**Required action**
Restate word for word the lines of the material below, from the line with "is: person's left" to the line with "is: person's hand.", both lines included, and no others.

*** Study material Section Begins ***

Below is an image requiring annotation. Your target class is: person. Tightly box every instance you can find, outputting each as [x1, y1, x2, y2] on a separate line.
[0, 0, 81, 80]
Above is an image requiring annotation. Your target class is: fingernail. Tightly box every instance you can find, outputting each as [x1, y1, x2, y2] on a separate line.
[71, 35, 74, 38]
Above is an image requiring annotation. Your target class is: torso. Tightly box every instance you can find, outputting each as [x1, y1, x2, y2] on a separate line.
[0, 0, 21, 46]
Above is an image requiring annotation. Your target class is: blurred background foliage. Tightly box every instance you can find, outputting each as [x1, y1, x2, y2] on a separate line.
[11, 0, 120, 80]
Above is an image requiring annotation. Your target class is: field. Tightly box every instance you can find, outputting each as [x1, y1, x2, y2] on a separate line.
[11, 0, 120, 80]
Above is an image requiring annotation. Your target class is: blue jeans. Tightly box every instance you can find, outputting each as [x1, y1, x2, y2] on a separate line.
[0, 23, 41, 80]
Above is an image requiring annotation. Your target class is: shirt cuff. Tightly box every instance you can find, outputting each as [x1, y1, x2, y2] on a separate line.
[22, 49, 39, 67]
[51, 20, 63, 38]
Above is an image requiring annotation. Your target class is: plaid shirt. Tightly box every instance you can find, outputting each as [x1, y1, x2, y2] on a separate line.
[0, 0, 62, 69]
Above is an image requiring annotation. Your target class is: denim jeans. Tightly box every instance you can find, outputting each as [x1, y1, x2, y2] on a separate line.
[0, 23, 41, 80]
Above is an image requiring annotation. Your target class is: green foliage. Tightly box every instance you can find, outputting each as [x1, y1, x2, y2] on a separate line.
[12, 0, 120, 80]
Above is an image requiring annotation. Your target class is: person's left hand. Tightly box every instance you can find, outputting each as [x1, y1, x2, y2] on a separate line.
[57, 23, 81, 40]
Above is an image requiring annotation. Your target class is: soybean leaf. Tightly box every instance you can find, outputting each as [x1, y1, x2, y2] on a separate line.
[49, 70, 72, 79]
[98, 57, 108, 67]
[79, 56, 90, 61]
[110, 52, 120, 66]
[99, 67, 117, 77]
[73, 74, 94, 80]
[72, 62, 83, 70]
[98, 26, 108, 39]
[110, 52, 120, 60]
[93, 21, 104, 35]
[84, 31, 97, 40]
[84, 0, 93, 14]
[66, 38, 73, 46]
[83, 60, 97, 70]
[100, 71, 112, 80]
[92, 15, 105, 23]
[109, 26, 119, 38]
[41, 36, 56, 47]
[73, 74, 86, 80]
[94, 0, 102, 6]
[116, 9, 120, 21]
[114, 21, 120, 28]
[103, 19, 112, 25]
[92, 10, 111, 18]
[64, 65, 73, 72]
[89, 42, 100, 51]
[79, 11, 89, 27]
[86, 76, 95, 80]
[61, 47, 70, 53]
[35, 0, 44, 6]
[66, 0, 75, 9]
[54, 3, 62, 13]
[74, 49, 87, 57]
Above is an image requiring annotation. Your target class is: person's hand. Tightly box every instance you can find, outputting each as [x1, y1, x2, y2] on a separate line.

*** Study material Section Ends ***
*** Study material Section Begins ***

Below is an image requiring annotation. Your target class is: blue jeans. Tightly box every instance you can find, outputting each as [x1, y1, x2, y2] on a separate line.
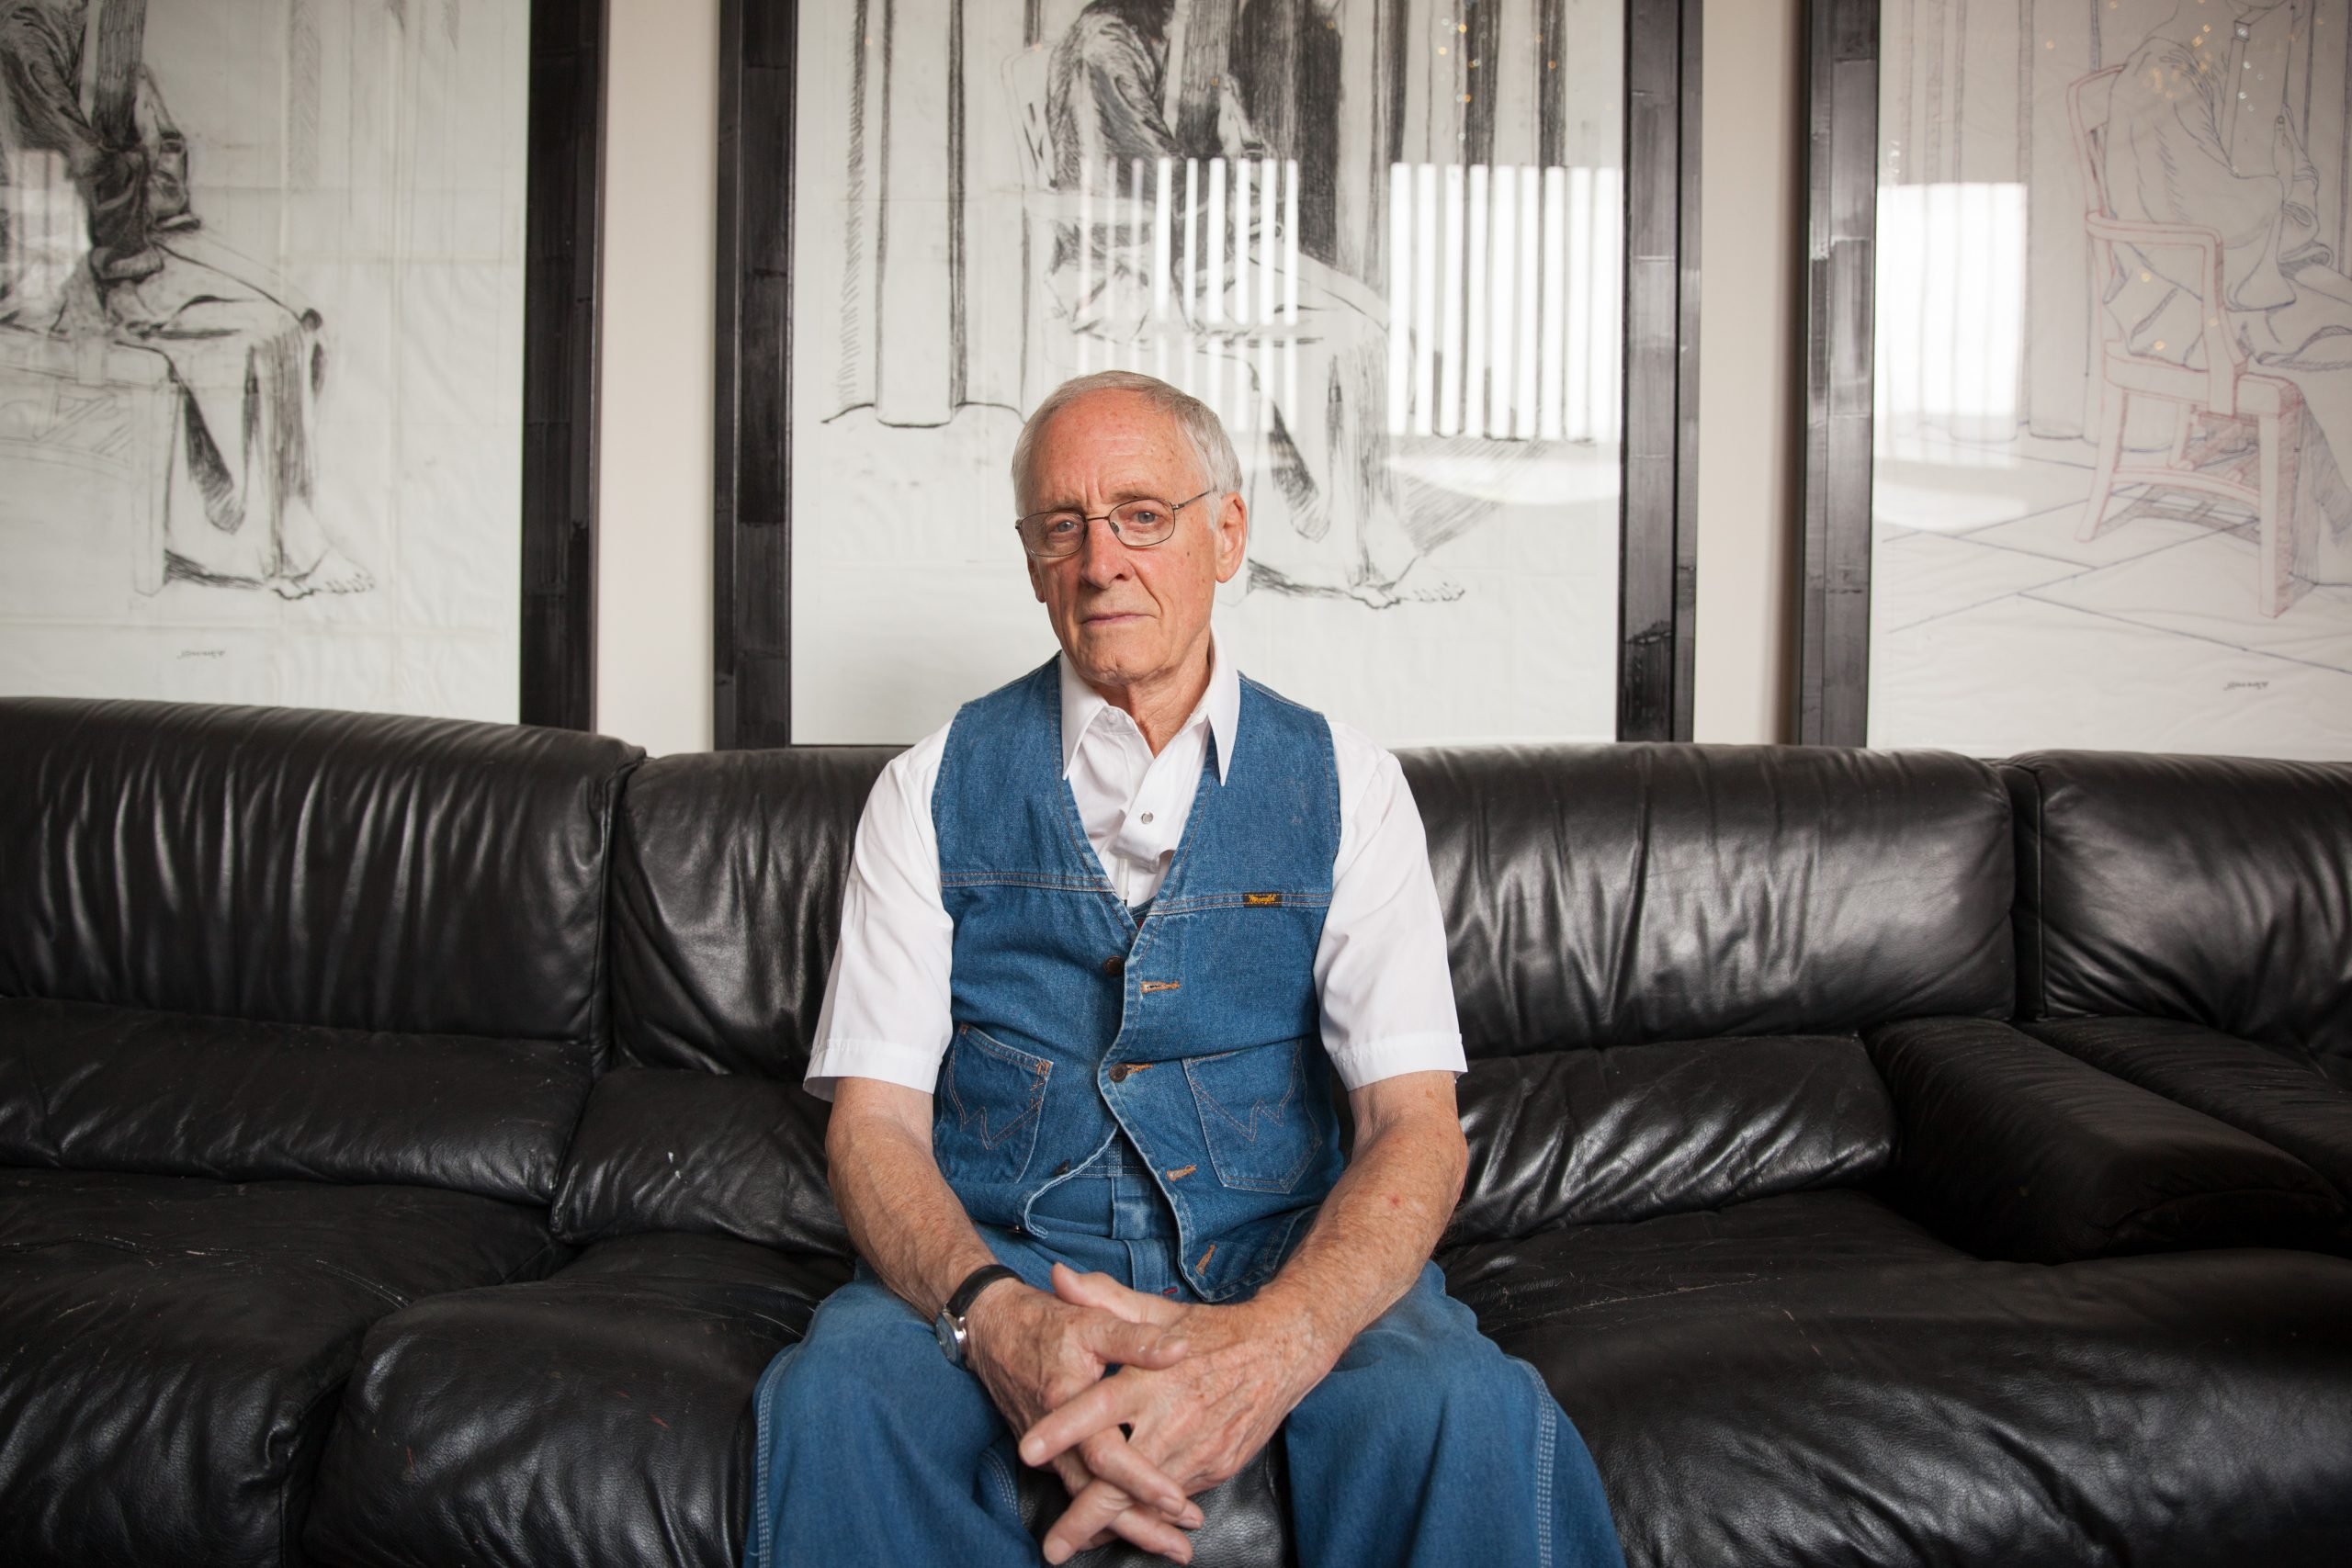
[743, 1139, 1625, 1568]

*** Study material Section Ends ***

**Response area**
Above is an image requiring annotation. Your target class is: person's left hand. Tightly box every instance you can find, outputting each as [x1, y1, x2, y2] on a separate line.
[57, 23, 81, 40]
Above is an image requiring annotation. Your target class is: soybean leaf. Tightly box every instance you can find, outputting each as [x1, y1, x2, y2] on a separate line.
[49, 70, 72, 79]
[98, 57, 108, 67]
[79, 56, 90, 61]
[110, 52, 120, 66]
[99, 67, 117, 77]
[73, 74, 94, 80]
[72, 62, 83, 70]
[98, 26, 108, 39]
[110, 52, 120, 60]
[93, 21, 104, 35]
[84, 31, 97, 40]
[84, 0, 93, 14]
[66, 38, 73, 46]
[83, 60, 97, 70]
[100, 71, 112, 80]
[92, 15, 105, 23]
[109, 26, 119, 38]
[41, 36, 56, 47]
[73, 74, 86, 80]
[94, 0, 102, 6]
[116, 9, 120, 21]
[114, 21, 120, 28]
[103, 19, 112, 25]
[92, 10, 111, 18]
[64, 65, 73, 72]
[89, 42, 100, 51]
[79, 11, 89, 27]
[86, 76, 95, 80]
[61, 47, 70, 53]
[35, 0, 44, 6]
[66, 0, 75, 9]
[54, 3, 62, 13]
[74, 49, 87, 57]
Above is an image requiring annotation. Your target class is: person's hand. Tightly box every instance you can find, outputting each as [x1, y1, x2, y2] on a separate line.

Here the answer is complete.